Source : ministère de la culture

Dans le domaine du théâtre

Dès 1993, six régions ont fait l’objet d’une déconcentration intégrale de leurs crédits : Alsace, Languedoc-Roussillon, Limousin, Lorraine, Midi-Pyrénées et Poitou-Charentes. Ont également été déconcentrés à la même époque les budgets alloués aux centres dramatiques régionaux (CDR) de Bretagne, Centre, Haute-Normandie et Pays de la Loire. Depuis 1999, la déconcentration s’est poursuivie avec l’ensemble du réseau des centres dramatiques nationaux (CDN), la déconcentration de ce réseau se terminant en 2002 avec le théâtre Gérard Philipe de Saint-Denis et le CDN de Montreuil.

De même, depuis 2004, des dossiers de subvention qui demeuraient gérés en administration centrale ont fait l’objet d’une déconcentration progressive. Demeurent donc gérés en administration centrale uniquement certains grands théâtres (théâtre du Rond-Point, théâtre de l’Athénée, théâtre de l’Est parisien, théâtres de la Cartoucherie de Vincennes…) ainsi que les compagnies de créateurs en sortie d’institution.

Dans le domaine de la musique

Le mouvement de déconcentration des structures mises en place par le direction de la musique et de la danse à partir de 1982 s’est effectué pour l’essentiel entre 1993 et 2000. D’abord par la déconcentration des orchestres permanents de région dès 1993, conduisant à ne conserver au niveau de l’administration centrale que l’Orchestre de Paris et l’Ensemble Intercontemporain, devenus depuis « opérateurs de l’État ». Sur la même période, la gestion des théâtres lyriques de région a été progressivement confiée à l’administration déconcentrée, y compris les opéras nationaux de région (à l’époque l’Opéra national de Lyon et l’Opéra national du Rhin) dont la déconcentration a été opérée en fin de processus.

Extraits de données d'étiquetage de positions
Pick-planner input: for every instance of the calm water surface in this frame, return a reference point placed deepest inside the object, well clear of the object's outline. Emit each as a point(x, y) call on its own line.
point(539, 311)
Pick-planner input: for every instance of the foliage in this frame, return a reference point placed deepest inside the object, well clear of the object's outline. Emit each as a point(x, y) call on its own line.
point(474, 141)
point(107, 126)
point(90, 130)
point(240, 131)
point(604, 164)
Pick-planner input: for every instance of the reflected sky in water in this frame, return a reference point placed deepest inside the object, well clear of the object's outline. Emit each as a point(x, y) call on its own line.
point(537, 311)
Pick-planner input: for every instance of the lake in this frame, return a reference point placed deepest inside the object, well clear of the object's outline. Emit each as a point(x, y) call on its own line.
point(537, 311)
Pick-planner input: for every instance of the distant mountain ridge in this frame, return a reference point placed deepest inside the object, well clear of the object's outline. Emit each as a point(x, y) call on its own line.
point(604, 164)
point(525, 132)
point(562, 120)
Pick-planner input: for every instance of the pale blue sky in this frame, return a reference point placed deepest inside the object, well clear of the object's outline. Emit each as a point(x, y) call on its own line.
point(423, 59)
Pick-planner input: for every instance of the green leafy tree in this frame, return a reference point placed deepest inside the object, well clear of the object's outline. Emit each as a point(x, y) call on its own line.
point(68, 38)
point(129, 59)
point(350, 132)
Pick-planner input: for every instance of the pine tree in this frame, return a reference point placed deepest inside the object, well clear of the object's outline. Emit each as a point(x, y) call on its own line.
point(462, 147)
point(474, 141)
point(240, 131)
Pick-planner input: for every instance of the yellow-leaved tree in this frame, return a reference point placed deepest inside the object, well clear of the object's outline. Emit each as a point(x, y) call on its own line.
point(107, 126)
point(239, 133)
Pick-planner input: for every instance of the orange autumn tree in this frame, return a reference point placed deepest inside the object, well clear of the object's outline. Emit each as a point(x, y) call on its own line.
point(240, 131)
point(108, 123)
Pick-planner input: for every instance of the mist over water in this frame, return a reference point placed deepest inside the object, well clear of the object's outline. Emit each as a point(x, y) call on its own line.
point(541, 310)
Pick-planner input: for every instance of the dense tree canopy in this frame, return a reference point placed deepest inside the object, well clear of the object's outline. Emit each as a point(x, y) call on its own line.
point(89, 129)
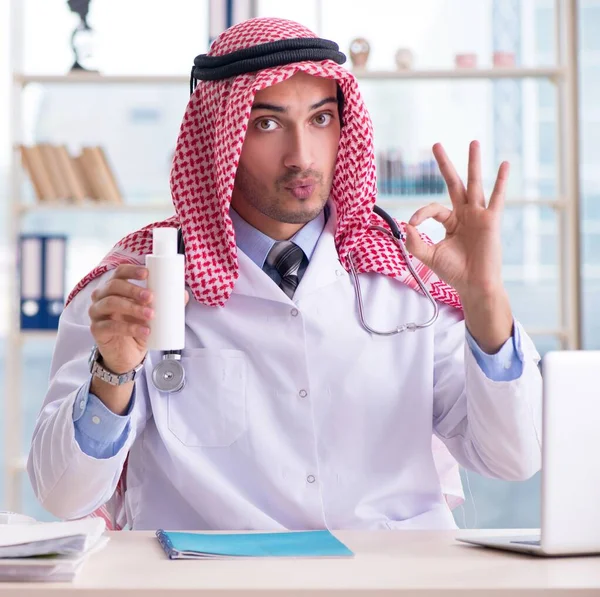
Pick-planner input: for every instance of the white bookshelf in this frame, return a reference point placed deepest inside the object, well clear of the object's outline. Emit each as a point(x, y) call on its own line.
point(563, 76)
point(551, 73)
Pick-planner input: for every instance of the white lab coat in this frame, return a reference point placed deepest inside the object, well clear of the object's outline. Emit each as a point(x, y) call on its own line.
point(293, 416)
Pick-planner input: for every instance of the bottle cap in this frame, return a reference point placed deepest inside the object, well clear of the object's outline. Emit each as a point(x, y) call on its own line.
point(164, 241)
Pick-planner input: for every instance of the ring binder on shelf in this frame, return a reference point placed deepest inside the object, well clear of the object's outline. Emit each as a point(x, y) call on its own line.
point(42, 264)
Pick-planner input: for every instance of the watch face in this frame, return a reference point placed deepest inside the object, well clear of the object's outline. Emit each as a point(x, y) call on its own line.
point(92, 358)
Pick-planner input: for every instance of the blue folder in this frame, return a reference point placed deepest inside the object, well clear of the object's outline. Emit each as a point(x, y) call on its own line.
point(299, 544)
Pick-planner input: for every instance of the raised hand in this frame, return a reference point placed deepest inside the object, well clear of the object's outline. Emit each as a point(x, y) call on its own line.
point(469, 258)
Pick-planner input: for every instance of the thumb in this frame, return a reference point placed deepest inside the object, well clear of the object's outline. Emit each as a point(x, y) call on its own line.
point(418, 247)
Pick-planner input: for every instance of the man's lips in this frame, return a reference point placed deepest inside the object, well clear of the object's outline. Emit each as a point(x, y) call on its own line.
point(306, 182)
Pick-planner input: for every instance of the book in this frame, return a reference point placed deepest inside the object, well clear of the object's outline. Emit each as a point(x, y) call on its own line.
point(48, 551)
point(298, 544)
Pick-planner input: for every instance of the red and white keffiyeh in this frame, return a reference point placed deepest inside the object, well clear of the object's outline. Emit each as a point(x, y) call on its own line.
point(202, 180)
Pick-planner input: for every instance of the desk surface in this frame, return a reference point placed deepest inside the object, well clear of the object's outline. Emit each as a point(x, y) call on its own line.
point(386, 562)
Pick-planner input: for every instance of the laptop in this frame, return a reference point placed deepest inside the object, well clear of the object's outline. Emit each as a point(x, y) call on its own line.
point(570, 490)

* * *

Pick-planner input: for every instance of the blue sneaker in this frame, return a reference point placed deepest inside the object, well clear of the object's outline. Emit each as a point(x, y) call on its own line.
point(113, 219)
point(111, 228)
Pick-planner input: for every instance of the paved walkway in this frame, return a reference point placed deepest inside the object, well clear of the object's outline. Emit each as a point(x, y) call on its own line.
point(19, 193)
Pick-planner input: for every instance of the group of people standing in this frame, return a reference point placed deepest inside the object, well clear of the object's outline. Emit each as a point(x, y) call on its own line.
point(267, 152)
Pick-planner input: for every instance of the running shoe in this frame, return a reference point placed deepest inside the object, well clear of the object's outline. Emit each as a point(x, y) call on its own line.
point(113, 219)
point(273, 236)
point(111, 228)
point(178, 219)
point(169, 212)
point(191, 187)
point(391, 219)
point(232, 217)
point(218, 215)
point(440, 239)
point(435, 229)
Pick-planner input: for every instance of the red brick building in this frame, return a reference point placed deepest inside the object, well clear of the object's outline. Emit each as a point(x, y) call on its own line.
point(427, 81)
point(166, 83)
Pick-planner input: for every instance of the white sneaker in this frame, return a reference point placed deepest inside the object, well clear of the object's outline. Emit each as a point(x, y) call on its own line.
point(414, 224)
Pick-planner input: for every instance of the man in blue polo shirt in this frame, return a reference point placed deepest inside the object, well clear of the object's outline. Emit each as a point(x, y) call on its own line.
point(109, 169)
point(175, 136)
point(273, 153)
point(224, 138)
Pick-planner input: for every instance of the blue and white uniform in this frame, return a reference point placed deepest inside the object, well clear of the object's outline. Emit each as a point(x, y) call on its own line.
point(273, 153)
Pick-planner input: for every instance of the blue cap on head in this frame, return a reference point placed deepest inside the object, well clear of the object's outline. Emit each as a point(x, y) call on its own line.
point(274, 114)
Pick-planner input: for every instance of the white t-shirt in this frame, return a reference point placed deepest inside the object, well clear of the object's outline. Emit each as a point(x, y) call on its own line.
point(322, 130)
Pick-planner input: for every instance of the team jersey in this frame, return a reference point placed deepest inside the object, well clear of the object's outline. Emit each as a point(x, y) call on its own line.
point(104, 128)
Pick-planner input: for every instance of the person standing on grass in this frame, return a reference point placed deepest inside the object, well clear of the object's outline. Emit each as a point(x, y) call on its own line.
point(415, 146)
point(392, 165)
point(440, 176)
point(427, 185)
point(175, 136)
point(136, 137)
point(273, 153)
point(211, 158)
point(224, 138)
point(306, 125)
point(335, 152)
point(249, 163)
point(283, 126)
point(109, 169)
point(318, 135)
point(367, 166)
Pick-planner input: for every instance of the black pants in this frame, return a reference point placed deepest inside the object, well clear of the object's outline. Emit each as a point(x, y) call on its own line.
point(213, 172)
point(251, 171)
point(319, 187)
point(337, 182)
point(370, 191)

---

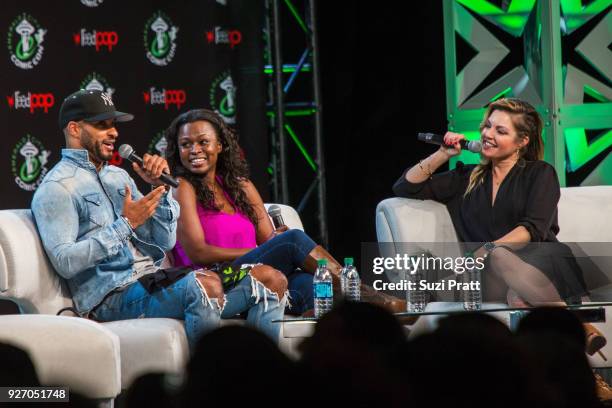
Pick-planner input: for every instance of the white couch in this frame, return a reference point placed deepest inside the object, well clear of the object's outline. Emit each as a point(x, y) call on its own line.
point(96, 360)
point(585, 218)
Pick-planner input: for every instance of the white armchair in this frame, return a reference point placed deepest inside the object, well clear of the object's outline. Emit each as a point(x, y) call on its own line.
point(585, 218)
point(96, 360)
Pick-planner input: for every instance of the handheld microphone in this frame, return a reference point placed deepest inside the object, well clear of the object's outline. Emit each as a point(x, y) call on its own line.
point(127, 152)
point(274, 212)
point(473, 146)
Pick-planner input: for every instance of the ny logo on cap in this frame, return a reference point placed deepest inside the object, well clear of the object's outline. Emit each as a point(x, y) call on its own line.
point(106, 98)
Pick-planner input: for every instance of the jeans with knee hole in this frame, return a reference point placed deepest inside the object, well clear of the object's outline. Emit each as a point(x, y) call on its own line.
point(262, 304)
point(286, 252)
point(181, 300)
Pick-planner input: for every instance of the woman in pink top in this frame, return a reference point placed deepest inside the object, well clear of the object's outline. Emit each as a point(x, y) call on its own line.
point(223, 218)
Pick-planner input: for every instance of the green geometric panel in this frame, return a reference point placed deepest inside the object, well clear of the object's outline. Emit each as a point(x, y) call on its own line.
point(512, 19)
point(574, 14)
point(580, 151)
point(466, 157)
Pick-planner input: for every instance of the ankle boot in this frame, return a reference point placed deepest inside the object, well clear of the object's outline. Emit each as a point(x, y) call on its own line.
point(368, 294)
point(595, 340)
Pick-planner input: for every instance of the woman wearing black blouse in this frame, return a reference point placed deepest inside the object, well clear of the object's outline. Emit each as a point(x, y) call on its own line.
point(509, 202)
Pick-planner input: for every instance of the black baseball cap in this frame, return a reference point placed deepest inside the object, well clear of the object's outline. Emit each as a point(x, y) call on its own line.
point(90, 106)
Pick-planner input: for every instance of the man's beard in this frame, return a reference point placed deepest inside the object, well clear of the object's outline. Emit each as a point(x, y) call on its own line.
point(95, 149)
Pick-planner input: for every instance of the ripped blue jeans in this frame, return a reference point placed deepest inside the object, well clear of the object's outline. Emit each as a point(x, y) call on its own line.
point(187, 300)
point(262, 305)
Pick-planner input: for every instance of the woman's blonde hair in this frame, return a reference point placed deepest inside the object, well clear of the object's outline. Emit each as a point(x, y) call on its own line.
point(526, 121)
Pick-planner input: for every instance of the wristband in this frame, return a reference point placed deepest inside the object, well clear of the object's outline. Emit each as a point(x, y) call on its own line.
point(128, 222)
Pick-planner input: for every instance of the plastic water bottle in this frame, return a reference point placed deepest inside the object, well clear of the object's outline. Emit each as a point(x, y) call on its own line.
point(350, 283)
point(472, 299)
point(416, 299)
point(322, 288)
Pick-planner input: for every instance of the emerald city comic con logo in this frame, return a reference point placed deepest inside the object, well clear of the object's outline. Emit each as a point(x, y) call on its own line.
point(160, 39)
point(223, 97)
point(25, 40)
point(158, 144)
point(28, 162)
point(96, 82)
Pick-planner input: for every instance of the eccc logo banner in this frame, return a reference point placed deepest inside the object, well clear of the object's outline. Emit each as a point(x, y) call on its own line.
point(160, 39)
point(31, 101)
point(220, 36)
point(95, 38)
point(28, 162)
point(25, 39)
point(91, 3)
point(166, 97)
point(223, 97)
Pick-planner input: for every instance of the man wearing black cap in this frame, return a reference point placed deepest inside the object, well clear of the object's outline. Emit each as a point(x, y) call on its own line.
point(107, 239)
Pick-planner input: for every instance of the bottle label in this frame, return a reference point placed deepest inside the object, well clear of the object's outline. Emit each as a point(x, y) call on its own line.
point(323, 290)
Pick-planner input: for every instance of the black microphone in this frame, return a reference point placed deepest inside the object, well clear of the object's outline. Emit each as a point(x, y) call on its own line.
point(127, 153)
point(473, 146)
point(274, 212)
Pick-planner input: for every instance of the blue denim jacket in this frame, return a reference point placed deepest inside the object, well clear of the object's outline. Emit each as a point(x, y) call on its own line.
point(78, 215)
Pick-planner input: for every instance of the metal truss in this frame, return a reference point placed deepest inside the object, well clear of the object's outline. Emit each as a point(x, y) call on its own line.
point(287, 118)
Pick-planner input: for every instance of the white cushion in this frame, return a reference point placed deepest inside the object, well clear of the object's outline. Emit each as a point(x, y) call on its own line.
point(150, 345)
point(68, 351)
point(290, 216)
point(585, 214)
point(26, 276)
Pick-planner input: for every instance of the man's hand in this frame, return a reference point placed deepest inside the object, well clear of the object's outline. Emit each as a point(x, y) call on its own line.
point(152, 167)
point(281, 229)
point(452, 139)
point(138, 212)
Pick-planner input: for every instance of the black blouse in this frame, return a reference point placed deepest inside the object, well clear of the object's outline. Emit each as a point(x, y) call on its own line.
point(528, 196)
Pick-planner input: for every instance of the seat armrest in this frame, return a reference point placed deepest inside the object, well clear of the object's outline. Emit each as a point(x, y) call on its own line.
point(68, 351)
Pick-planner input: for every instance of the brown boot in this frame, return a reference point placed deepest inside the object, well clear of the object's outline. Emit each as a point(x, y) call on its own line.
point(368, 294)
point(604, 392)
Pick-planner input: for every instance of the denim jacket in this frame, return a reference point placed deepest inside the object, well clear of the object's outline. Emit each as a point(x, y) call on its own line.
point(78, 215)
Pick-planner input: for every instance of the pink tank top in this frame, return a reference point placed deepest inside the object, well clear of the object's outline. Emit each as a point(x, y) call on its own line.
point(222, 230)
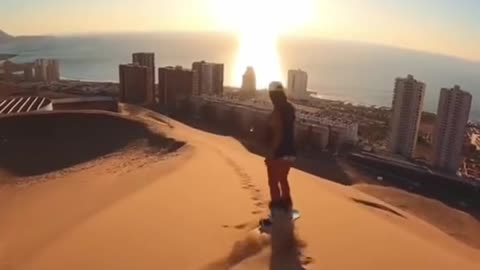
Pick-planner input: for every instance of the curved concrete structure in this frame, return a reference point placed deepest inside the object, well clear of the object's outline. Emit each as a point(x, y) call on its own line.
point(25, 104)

TRAVAIL DEMANDÉ.
[A] Restituez mot pour mot l'intégralité du texte sur la déconcentration dans le théâtre et la musique.
[B] Extrayez telles quelles toutes les lignes des enregistrements où figure la chaîne « shirt ».

RÉPONSES COMPLÈTES.
[A]
Source : ministère de la culture

Dans le domaine du théâtre

Dès 1993, six régions ont fait l’objet d’une déconcentration intégrale de leurs crédits : Alsace, Languedoc-Roussillon, Limousin, Lorraine, Midi-Pyrénées et Poitou-Charentes. Ont également été déconcentrés à la même époque les budgets alloués aux centres dramatiques régionaux (CDR) de Bretagne, Centre, Haute-Normandie et Pays de la Loire. Depuis 1999, la déconcentration s’est poursuivie avec l’ensemble du réseau des centres dramatiques nationaux (CDN), la déconcentration de ce réseau se terminant en 2002 avec le théâtre Gérard Philipe de Saint-Denis et le CDN de Montreuil.

De même, depuis 2004, des dossiers de subvention qui demeuraient gérés en administration centrale ont fait l’objet d’une déconcentration progressive. Demeurent donc gérés en administration centrale uniquement certains grands théâtres (théâtre du Rond-Point, théâtre de l’Athénée, théâtre de l’Est parisien, théâtres de la Cartoucherie de Vincennes…) ainsi que les compagnies de créateurs en sortie d’institution.

Dans le domaine de la musique

Le mouvement de déconcentration des structures mises en place par le direction de la musique et de la danse à partir de 1982 s’est effectué pour l’essentiel entre 1993 et 2000. D’abord par la déconcentration des orchestres permanents de région dès 1993, conduisant à ne conserver au niveau de l’administration centrale que l’Orchestre de Paris et l’Ensemble Intercontemporain, devenus depuis « opérateurs de l’État ». Sur la même période, la gestion des théâtres lyriques de région a été progressivement confiée à l’administration déconcentrée, y compris les opéras nationaux de région (à l’époque l’Opéra national de Lyon et l’Opéra national du Rhin) dont la déconcentration a été opérée en fin de processus.

[B]
Pick-planner input: for every instance of the man in blue polo shirt in this frame, return a reference point placed deepest inside the object, well clear of the object's outline. Emit each as a point(x, y) call on its own line.
Pick-planner input: for every instance of the white t-shirt in this frame, return a reference point placed deepest inside the object, well clear of the object's outline. Emit each as a point(x, y) call on its own line.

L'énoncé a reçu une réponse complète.